◆ Problem details ◆
Two lines below mark the span: the one containing "of the shirt" and the one containing "of the clenched". Set down both, plus every line between, exactly as they stand, and nothing else.

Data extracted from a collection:
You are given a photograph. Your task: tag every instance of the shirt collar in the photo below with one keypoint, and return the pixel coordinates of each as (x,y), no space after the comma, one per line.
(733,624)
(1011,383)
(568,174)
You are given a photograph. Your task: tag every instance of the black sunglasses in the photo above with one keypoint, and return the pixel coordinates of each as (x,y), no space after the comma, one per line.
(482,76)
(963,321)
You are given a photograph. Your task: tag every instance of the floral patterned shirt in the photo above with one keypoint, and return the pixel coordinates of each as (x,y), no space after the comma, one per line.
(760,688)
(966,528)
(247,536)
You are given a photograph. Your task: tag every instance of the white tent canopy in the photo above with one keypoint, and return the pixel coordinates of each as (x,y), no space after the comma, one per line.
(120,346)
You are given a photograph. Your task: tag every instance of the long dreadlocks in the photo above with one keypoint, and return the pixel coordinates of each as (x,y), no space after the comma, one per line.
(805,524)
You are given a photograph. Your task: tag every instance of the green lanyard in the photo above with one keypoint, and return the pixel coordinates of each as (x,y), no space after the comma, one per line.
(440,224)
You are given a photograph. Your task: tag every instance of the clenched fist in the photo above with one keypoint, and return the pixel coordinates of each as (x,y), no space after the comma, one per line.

...

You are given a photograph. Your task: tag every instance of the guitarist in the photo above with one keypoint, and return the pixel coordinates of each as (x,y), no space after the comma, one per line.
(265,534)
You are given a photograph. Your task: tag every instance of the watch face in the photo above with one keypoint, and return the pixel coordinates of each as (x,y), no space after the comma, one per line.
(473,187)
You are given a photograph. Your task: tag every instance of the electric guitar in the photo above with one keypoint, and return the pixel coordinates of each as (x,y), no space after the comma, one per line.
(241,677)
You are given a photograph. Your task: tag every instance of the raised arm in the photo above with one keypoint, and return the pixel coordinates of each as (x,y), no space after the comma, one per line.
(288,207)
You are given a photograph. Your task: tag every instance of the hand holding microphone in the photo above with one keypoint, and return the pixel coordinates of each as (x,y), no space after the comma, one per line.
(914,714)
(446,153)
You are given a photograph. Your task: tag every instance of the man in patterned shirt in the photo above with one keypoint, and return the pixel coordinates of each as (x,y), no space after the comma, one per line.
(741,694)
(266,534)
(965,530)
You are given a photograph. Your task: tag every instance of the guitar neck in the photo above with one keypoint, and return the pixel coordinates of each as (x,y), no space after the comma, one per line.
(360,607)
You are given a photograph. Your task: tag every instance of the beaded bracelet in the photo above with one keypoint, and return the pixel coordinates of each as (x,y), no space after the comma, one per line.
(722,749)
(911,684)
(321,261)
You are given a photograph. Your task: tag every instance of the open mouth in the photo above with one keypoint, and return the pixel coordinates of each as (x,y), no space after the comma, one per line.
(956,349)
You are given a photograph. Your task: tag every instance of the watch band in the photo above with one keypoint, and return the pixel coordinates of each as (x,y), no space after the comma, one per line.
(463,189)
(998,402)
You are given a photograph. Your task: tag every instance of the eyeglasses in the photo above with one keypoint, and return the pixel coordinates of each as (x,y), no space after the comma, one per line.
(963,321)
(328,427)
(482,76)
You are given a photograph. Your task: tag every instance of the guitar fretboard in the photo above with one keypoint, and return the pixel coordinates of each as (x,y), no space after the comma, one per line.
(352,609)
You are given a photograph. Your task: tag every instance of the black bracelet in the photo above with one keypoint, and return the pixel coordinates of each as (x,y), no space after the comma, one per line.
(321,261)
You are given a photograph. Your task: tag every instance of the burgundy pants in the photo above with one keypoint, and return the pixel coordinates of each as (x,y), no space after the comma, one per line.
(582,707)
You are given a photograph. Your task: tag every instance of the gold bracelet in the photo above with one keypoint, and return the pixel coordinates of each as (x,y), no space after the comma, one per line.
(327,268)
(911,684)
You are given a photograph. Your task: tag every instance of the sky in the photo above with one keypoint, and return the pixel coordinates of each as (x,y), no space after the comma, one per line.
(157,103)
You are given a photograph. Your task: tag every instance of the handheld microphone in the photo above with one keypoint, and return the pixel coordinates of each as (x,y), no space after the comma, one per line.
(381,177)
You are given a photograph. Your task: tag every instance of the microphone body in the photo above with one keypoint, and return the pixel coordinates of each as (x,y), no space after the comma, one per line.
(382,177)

==

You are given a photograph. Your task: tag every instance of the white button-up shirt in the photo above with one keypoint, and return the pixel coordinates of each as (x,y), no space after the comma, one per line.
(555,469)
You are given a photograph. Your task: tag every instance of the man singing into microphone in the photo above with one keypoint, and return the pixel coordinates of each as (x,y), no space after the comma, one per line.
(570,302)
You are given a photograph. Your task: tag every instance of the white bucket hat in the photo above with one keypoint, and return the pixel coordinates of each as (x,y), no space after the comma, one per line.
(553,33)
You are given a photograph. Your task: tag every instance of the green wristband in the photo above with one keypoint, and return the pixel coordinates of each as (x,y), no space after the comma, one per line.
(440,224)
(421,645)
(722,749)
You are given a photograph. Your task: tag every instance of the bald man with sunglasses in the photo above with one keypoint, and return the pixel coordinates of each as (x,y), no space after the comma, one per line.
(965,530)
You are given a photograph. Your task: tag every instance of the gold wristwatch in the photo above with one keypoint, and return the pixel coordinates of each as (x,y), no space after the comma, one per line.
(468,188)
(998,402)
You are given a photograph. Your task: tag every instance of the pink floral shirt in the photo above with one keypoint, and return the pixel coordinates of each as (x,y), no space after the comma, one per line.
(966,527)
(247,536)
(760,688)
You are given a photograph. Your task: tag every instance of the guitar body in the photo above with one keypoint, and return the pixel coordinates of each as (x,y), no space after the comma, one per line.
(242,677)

◆ Your response ◆
You are given a photograph. Your task: tag every instance of the shirt collar in the photo below with one keypoint, and return the pixel coordinates of each as (x,y), no space after the comma, one per line.
(733,624)
(1011,383)
(568,174)
You are given a photograph. Your task: tag every instance of the black sunglasses in the photo above with one keypoint, and return the pixel coordinates of each as (x,y), no space after the comma, one per line.
(482,76)
(963,321)
You are given a photograph. Your task: tag every instance of the floral patterned shirt in the photo above with one keypoint, and return the pixel coordinates of each as (x,y), no space after the comma, one per line.
(760,688)
(966,528)
(247,536)
You are given a photograph. Your task: tag every instance of the white tent canopy in the photo above with one keypoint, and return the pixel coordinates of each as (x,y), no space after the comma, one per line.
(120,346)
You are given a photograph. Your task: tag every instance of the long dreadlocks in the photo above with one keypoint, and return the pixel coordinates of each as (x,y), no space after the comma, one per line.
(805,524)
You are given a photograph. Your task: tag every instance of the green lanyard in the photo above with one keypoint, and return the pixel coordinates of each as (x,y), no space after the comma, one per line.
(440,224)
You are given a photograph. Your task: tag every instance of the clenched fist in the photo above with one keypoint, and return the pixel coordinates of each as (x,y), no space after the comma, one per line.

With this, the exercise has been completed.